**WORK TO COMPLETE:** Transcribe all of the records word for word, but omit the pictures.

***** ROWS

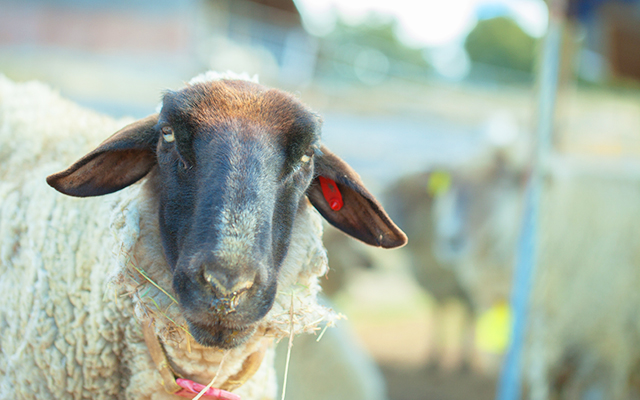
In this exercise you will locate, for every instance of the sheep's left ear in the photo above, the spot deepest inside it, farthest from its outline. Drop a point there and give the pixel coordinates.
(121, 160)
(360, 216)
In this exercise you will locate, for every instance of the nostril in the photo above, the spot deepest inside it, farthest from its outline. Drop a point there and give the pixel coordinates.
(227, 287)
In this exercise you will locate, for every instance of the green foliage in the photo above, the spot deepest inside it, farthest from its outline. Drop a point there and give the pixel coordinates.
(501, 42)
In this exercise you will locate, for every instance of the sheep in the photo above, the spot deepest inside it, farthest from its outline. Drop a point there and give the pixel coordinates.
(212, 252)
(583, 335)
(463, 223)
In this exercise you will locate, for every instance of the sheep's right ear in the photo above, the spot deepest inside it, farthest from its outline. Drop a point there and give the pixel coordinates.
(121, 160)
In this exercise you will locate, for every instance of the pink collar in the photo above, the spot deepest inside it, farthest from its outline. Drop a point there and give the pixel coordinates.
(190, 389)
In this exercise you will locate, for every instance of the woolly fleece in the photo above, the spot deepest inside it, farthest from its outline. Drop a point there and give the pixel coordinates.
(73, 301)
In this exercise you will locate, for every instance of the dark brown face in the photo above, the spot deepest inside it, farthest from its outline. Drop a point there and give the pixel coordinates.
(229, 192)
(231, 163)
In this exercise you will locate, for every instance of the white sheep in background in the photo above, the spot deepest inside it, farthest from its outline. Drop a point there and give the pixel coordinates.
(220, 223)
(584, 323)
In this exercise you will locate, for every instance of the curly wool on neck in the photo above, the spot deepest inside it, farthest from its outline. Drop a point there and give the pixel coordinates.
(64, 332)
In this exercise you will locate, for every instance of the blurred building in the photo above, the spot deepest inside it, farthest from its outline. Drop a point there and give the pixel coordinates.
(119, 55)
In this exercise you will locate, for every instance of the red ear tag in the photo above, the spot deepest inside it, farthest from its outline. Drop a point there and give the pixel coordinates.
(331, 193)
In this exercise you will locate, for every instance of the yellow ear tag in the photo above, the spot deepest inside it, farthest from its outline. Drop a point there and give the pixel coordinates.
(439, 183)
(493, 329)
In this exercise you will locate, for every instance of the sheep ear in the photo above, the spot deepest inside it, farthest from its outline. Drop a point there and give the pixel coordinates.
(121, 160)
(360, 216)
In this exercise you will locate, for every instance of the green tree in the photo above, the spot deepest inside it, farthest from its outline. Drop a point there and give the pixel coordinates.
(501, 42)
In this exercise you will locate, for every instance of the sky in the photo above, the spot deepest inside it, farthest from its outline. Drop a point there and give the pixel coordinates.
(426, 23)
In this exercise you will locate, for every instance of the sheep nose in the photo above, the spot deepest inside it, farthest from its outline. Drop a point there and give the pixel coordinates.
(225, 284)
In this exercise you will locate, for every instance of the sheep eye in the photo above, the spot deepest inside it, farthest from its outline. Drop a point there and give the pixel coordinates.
(167, 134)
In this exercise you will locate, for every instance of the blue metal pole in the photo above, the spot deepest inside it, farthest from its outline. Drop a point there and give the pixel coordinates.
(510, 384)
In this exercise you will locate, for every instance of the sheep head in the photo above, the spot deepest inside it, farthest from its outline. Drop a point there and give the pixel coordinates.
(230, 162)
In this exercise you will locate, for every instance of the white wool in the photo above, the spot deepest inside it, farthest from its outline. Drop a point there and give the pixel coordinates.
(65, 333)
(219, 76)
(212, 76)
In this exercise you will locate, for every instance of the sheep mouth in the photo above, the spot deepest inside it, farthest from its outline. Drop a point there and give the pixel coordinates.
(220, 336)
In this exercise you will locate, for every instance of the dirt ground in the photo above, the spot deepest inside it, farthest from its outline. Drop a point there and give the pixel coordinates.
(431, 384)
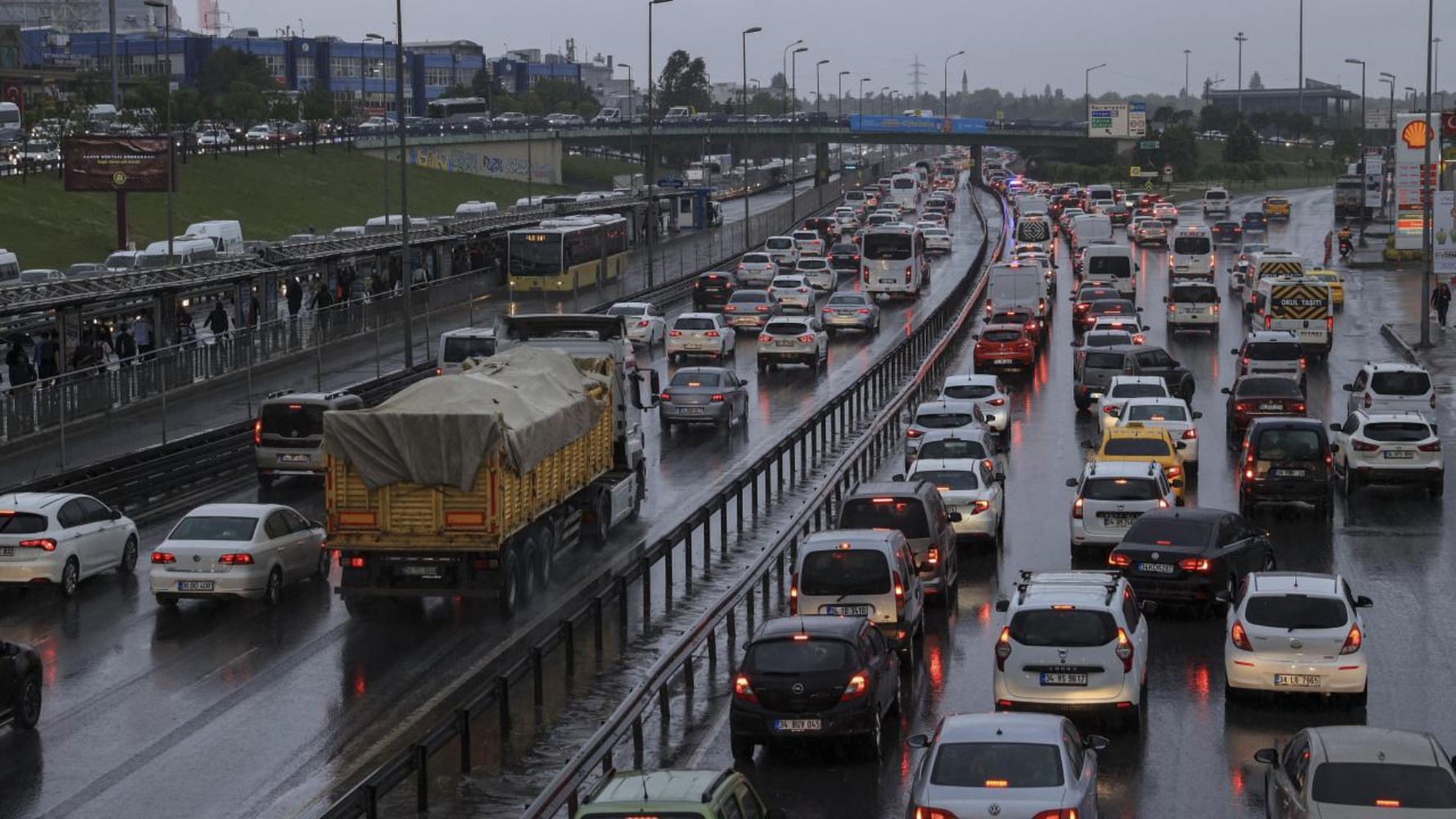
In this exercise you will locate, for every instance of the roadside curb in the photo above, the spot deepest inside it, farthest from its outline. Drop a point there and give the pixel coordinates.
(1401, 344)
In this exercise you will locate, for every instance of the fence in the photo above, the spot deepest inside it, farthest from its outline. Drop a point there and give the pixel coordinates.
(604, 600)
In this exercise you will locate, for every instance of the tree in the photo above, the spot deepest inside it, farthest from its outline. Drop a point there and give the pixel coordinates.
(685, 82)
(1242, 145)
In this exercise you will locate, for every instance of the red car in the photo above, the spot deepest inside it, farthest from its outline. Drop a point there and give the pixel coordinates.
(1005, 347)
(1255, 396)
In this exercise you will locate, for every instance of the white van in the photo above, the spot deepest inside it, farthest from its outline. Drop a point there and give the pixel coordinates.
(1190, 252)
(1113, 263)
(475, 209)
(185, 250)
(226, 233)
(463, 344)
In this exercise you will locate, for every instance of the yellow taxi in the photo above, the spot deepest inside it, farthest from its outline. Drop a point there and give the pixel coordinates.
(1139, 442)
(1334, 280)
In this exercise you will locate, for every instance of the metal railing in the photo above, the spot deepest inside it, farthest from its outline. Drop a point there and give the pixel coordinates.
(603, 600)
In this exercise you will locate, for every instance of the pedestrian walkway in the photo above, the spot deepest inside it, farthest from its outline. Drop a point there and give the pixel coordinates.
(232, 382)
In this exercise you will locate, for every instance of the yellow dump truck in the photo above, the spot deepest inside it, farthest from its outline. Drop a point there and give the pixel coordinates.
(473, 484)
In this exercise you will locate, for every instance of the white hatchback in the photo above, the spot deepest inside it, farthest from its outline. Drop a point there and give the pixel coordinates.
(63, 538)
(1295, 633)
(237, 550)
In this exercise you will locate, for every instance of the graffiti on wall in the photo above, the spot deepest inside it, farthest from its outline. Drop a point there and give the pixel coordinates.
(475, 161)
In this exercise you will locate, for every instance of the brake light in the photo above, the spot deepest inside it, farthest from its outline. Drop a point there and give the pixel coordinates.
(1353, 640)
(1194, 564)
(1003, 647)
(858, 686)
(743, 690)
(1239, 637)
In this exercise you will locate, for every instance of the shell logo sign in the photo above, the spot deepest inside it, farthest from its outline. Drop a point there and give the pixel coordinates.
(1416, 134)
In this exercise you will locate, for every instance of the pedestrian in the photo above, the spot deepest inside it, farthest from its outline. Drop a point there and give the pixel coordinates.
(142, 334)
(217, 319)
(1442, 301)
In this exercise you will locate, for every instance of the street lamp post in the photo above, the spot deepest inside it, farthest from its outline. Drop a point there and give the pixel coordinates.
(945, 85)
(172, 152)
(651, 155)
(1241, 39)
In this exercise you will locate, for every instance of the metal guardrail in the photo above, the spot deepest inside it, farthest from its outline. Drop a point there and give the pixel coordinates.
(750, 493)
(753, 587)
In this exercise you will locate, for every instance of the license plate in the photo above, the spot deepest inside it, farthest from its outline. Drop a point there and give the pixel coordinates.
(1156, 568)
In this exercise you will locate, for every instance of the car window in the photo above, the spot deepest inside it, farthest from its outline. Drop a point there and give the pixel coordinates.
(997, 766)
(845, 572)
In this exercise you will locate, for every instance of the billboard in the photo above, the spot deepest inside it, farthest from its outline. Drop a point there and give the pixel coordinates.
(1119, 120)
(133, 165)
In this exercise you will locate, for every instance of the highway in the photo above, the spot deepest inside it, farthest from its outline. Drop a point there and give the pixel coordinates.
(151, 707)
(1194, 758)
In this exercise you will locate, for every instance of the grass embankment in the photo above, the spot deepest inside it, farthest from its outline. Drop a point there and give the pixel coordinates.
(273, 194)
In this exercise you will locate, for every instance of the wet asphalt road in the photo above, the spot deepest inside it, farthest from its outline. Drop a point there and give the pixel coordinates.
(1196, 753)
(235, 710)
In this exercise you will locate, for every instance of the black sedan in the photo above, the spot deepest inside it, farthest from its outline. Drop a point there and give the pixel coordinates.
(1191, 555)
(20, 686)
(814, 678)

**********

**SOLUTION TO THIS EXERCISE:**
In this exercise you will locate, for every instance of the sheep's left ear in the photo above, the spot deepest inside it, farthest from its outline. Drop a point there and give the pixel coordinates.
(121, 160)
(360, 216)
In this exercise you will locate, for every instance of the nostril in the photo above, the spot deepest inside it, farthest from its outline. Drop a point there and give the pixel coordinates.
(227, 287)
In this exercise you will locate, for every instance of the green foliage in the photo above, the spot deepest inside it, farthest from its outline. Drop a point there and give the pixel coordinates.
(501, 42)
In this exercise you will locate, for every instance of the sheep in the photo above, the spot deepest inside it, farthest from its outline. Drop a point there and give the pixel coordinates.
(212, 252)
(583, 335)
(463, 223)
In this exercise you will locate, for every instance of the sheep's right ear in the photo above, the spot deepest inside it, farthest from its outline. Drop a point there and give the pixel coordinates.
(121, 160)
In this exercise you will locate, for every instance of the pink collar in the photo above, the spot deepest inside it, farthest from its outline. Drop a point there and give the pixel coordinates.
(190, 389)
In this exercise you will locate, for every instance of the woolly fleece in the photo above, the spot deepest inside it, farthest from its outline. Drop a point there and give the pixel coordinates.
(73, 301)
In this exercise you will locate, for every instance of the dark brown face in the photo above, the spot deepest inside it, farthest from its outline. Drop a point there and give the pixel coordinates.
(229, 192)
(231, 163)
In this exercise you will locate, for every instance of the white sheep in background in the photo above, the spot deepest inside it, farthest from its outline. Drop a point there and give the pixel coordinates.
(220, 223)
(584, 323)
In this exercise you will locate, for every instance of the curly wool on neck in the photo above, the spot deepest inside it, farthest from its outline. Drop a point there and give the pixel coordinates.
(64, 332)
In this exercise you will locate, for every instance of the blurred building in the photo above, the spot deepest inside it, farthest from its outline. Drop a point there and give the pixel coordinates.
(119, 55)
In this exercise you will locate, for every instance of the red ear tag in the photo above, the spot deepest inside it, farthest from its outline. Drop a point there and give the pixel coordinates.
(331, 193)
In this exercise you will locate, for every instance of the yellow ear tag in the photo above, the spot deepest inside it, farthest from its outline. Drop a point there and give the pixel coordinates.
(439, 183)
(493, 329)
In this exercise you will locate, for every instance of the sheep ear in the photo above, the spot deepest inside it, farthest from its outline. Drop a point there and give the pixel coordinates.
(121, 160)
(360, 216)
In this exercise you will locate, for every instance of the green tree in the photo above, the spot deepest inside it, farthest from its outline. Drop a point there and give the pixel coordinates.
(501, 42)
In this exercise you will locate, for every instance of the sky in the photo above, the spot deepest inside it, farthest from its outline. Drop a point there and give the pixel coordinates.
(426, 23)
In this exercise you will locate, for every instance of the sheep nose in the photo above, the spot deepest inside it, farthest from its outline. Drop a point there and give the pixel coordinates.
(225, 284)
In this exercise you will locate, for every instance of the sheep eye in the photo above, the spot deepest inside it, farthest from its outline. Drop a point there and give the pixel coordinates.
(167, 134)
In this exercise you will locate, for every instance of the blue metal pole in the photo above, the spot deepest inside it, farthest from its outline. Drop a point there and give the pixel coordinates.
(510, 384)
In this exercise you will locate, for every instance of the sheep head in the photo above, the spot deepest inside it, farthest from its outline. Drop a point there and give the pixel coordinates.
(230, 162)
In this exercise you will locate, for every instance of the white wool in the photo above, the spot deepest inside it, farthest from its outline. Drop a point there and give the pixel coordinates.
(65, 333)
(219, 76)
(212, 76)
In this exercise you will locate, for every instance of the sheep mouth in the photo above, the spot deepest inside it, farthest from its outline. Drop a point there and give the pixel coordinates.
(220, 336)
In this exercise you will locate, for every instance of the dirt ground in the photo above, the spot deepest inside it, farthest from its outline. Drop a point there and give the pixel coordinates.
(431, 384)
In this exercise you will locate, for every instance of the roadside curb in the photo above, the spot deepest inside it, farthest from its outline. Drop a point there and give the pixel coordinates.
(1401, 344)
In this exercise you will locate, for every instance of the fence in the photo above, the spot deepest inside it, farthest from its outline. Drop a point there and give the pixel coordinates.
(604, 600)
In this exercise you will locate, for every instance of the tree in the photo above, the spot deepest inside it, farthest from its outline. Drop a point there and give the pixel coordinates.
(685, 82)
(1242, 145)
In this exercise you will locate, for every instance of the red car in the photo above, the spot deepest inside it, farthest from its outline. Drop a point there and give the pixel coordinates.
(1005, 347)
(1255, 396)
In this exercise you will locate, for every instance of the white van in the photo above, the spot deepest inside it, farthest from its outline. Drop a point there and give the pixel coordinates.
(1190, 252)
(1113, 263)
(475, 209)
(185, 250)
(226, 233)
(463, 344)
In this exercise you will locate, for every instance of the yellow taxi in the photo above, the spot deepest inside it, farthest from its outline. Drop a point there and give the pixel coordinates.
(1139, 442)
(1334, 280)
In this exercise you will locate, for every instance of the metal railing in the photo above, the spot deepest inside it, farthest from its outline. Drop a point there and give the pixel coordinates.
(603, 600)
In this exercise you will locate, for every instance of the pedestrian walkway in the photo above, the spot deepest inside it, farthest from its outline. Drop a point there and give the pixel coordinates.
(232, 382)
In this exercise you will locate, for every instance of the yellow dump truck in the photo above, the spot deepest inside it, farthest from its outline. Drop a point there and give the pixel coordinates.
(473, 484)
In this exercise you will locate, for every instance of the white hatchback in the photo above, the spot deepest inside it, farthest from its outline. Drop a point there and give the pixel coordinates.
(63, 538)
(1295, 633)
(237, 550)
In this exercise you will locate, for every instance of the graffiti on wall in the photo above, the spot deepest inside it, farthest from its outline. Drop a point there and give the pixel coordinates.
(475, 161)
In this exercise you will locate, for every instance of the brake light in the photo above, the spot deepest inside it, farthest from its outline. Drop a point there and give the pixel coordinates.
(1353, 640)
(1194, 564)
(1003, 647)
(858, 686)
(743, 690)
(1239, 637)
In this exercise you will locate, for every instance of the shell logo sign in the photo above, the spot deepest inside it, farthest from its outline. Drop a point there and give the pixel coordinates.
(1416, 134)
In this exercise you will locate, for every instance of the pedestrian in the photo above, the spot deepest inside it, farthest from its outline. Drop a point there and give the pixel coordinates.
(142, 334)
(217, 319)
(1442, 301)
In this exercise you will locate, for every instance of the street lamp post in the photo above, the spot deepest inside it, farthest from its outline. Drop a point there and give the pixel coordinates.
(945, 85)
(172, 152)
(651, 155)
(1241, 39)
In this exercise you will locate, for every instance of the metal guardrail in the photo above, the spot deepest inside it, farthest from its outline. Drop a point there and give the pixel coordinates.
(750, 493)
(753, 587)
In this exercise you will locate, for every instance of the license plate in the photo above, the spot deepest inside it, farthest from its outline. Drop a point there and give the pixel coordinates.
(1156, 568)
In this exercise you will locate, for every instance of the car window in the photo above, the spot deepest inside it, farthest from its outline. Drop a point there and give the pixel coordinates.
(997, 766)
(845, 572)
In this exercise you will locate, for every instance of the billboard in the photo above, the spot deepest inside it, farthest from its outline. Drop a point there and give the pixel coordinates.
(1119, 120)
(133, 165)
In this exercise you will locate, for every instance of the highway in the photo above, the spot deepest inside it, farthest from its outline. Drop a point there and give the pixel coordinates.
(151, 707)
(1194, 758)
In this exercise you will locate, for every instance of the grass embankment in the photo above, the spot deepest inside it, farthest from its outline. Drop a point there and give the pixel coordinates.
(273, 194)
In this exercise you will locate, for every instance of the wet asphalt road in the photo above, the spot deepest inside it, farthest from its outline. Drop a point there and give the pixel coordinates.
(1196, 753)
(235, 710)
In this exercise you will locate, for every instance of the black sedan in the photo above, the spot deepest inside it, farthest from its outline. Drop a point there and give the pixel coordinates.
(1191, 555)
(20, 686)
(814, 678)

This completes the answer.